## SUPPLIED TEXT
◆ ◆ ◆

The Reverend is traditionally used as an adjectival form with first names (or initials) and surname (e.g. The Reverend John Smith or The Reverend J. F. Smith); The Reverend Father Smith or The Reverend Mr Smith are correct though now old-fashioned uses. Use of the prefix with the surname alone (The Reverend Smith) is considered a solecism in traditional usage: it would be as irregular as calling the person in question "The Well-Respected Smith". In some countries, especially Britain, Anglican clergy are acceptably addressed by the title of their office, such as Vicar , Rector , or Archdeacon .

In the 20th and 21st centuries, it has been increasingly common for reverend to be used as a noun and for clergy to be referred to as being either a reverend or the reverend (I talked to the reverend about the wedding service.) or to be addressed as Reverend or, for example, Reverend Smith or the Reverend Smith. This has traditionally been considered grammatically incorrect on the basis that it is equivalent to referring to a judge as being an honourable or an adult man as being a mister. [7] [8] It is likewise incorrect to form the plural Reverends. Some dictionaries, [9] however, do place the noun rather than the adjective as the word's principal form, owing to an increasing use of the word as a noun among people with no religious background or knowledge of traditional styles of ecclesiastical address. When several clergy are referred to, they are often styled individually (e.g. The Reverend John Smith and the Reverend Henry Brown); but in a list of clergy, The Revv is sometimes put before the list of names, especially in the Catholic Church in the United Kingdom and Ireland. [10]

Male Christian priests are sometimes addressed as Father or, for example, as Father John or Father Smith. However, in official correspondence, such priests are not normally referred to as Father John, Father Smith, or Father John Smith, but as The Reverend John Smith. Father as an informal title is used for Catholic, Orthodox and Old Catholic priests and for many priests of the Anglican and Lutheran churches. Some female Anglican or Old Catholic priests use the style The Reverend Mother and are addressed as Mother.[ citation needed ]

In a unique case, Reverend was used to refer to a church consistory, a local administrative body. "Reverend Coetus" and "Reverend Assembly" were used to refer to the entire body of local officials during the transformation of the Dutch Reformed Church in the mid-18th century. [11]


The Reverend may be modified to reflect ecclesiastical standing and rank. Modifications vary across religious traditions and countries. Some common examples are:



  • Religious sisters may be styled as Reverend Sister (in writing), though this is more common in Italy than in, for example, the United States. They may be addressed as Sister (in writing or in speaking).

◆ ◆ ◆

## GIVEN DATA
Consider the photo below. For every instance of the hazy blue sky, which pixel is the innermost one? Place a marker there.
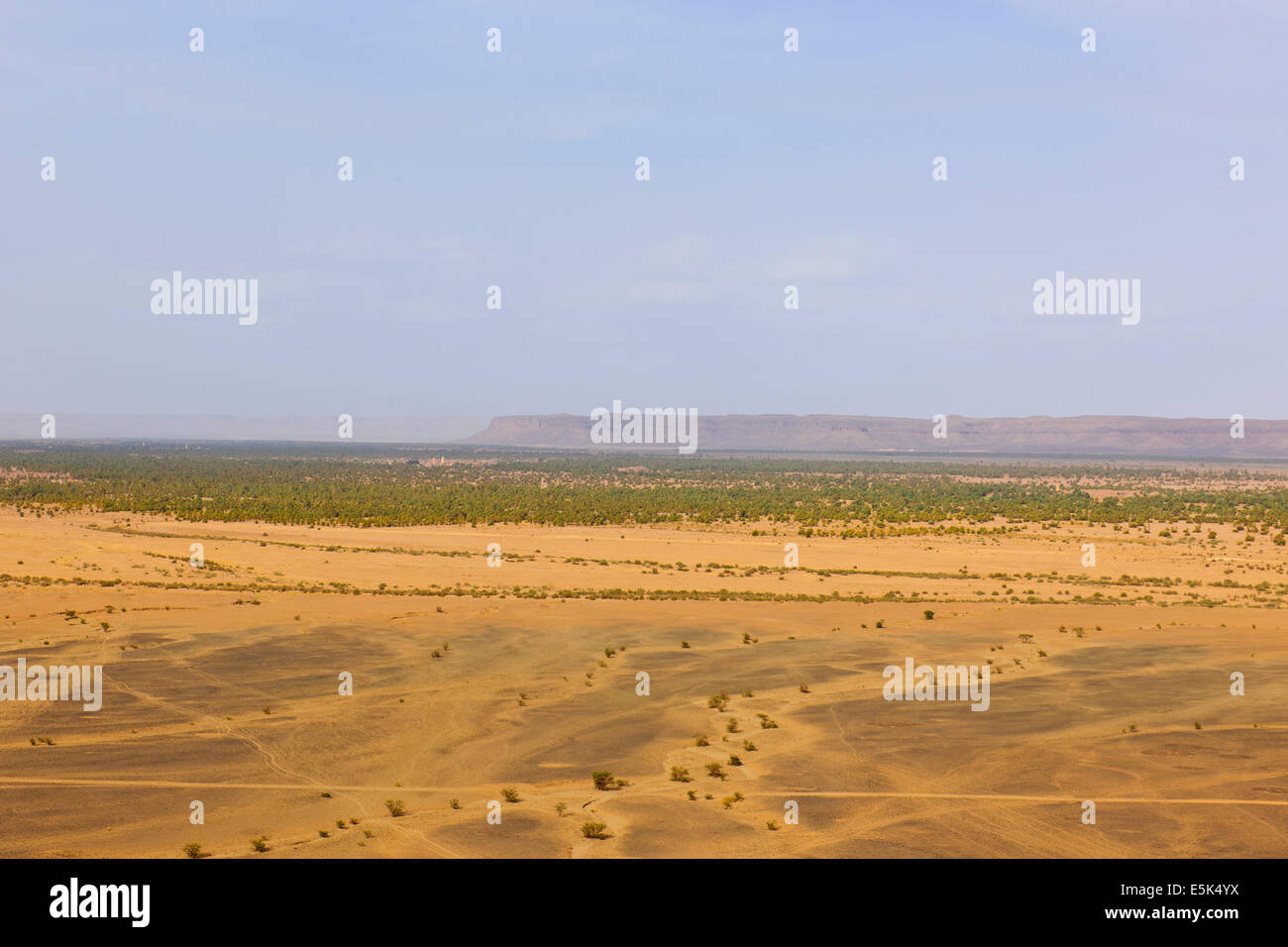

◆ ◆ ◆

## SHORT EXERCISE 1
Rewrite the passage on the style "The Reverend" between "The Reverend is" and "or Archdeacon .", inclusive, putting "Jones" wherever "Smith" appears.
## SHORT EXERCISE 2
According to the passage on the style "The Reverend," what did "Reverend Coetus" and "Reverend Assembly" refer to?
## SHORT EXERCISE 3
Pick up the passage on the style "The Reverend" after its last sentence and keep writing.
Nothing in the lines is needed here.

## TASK RESULT 1
The Reverend is traditionally used as an adjectival form with first names (or initials) and surname (e.g. The Reverend John Jones or The Reverend J. F. Jones); The Reverend Father Jones or The Reverend Mr Jones are correct though now old-fashioned uses. Use of the prefix with the surname alone (The Reverend Jones) is considered a solecism in traditional usage: it would be as irregular as calling the person in question "The Well-Respected Jones". In some countries, especially Britain, Anglican clergy are acceptably addressed by the title of their office, such as Vicar , Rector , or Archdeacon .

## TASK RESULT 2
The entire body of local officials during the transformation of the Dutch Reformed Church in the mid-18th century.

## TASK RESULT 3
  • Deacons are addressed as
    • The Reverend Deacon (in writing), or Father Deacon (in writing or speaking), or simply Deacon (in speaking), if ordained permanently to the diaconate.
      • The Reverend Mister (in writing) may be used for seminarians who are ordained to the diaconate, before being ordained presbyters; Deacon (in speaking); nearly never Father Deacon when referring to a Latin Church deacon in English.
  • Priests, whether secular, in an order of canons regular, a monastic or a mendicant order, or clerics regular The Reverend or The Reverend Father (in writing).
  • Abbots of monasteries: The Right Reverend (in writing).
  • Abbesses of convents: The Reverend Mother Superior, with their convent's name following (e.g., The Reverend Mother Superior of the Poor Clares of Boston in written form, while being referred to simply as Mother Superior in speech). [12]
  • Bishops and archbishops: The Most Reverend.
    • In some countries of the Commonwealth, such as the United Kingdom (but not in Northern Ireland), only archbishops are styled The Most Reverend (and addressed as "Your Grace") and other bishops are styled The Right Reverend.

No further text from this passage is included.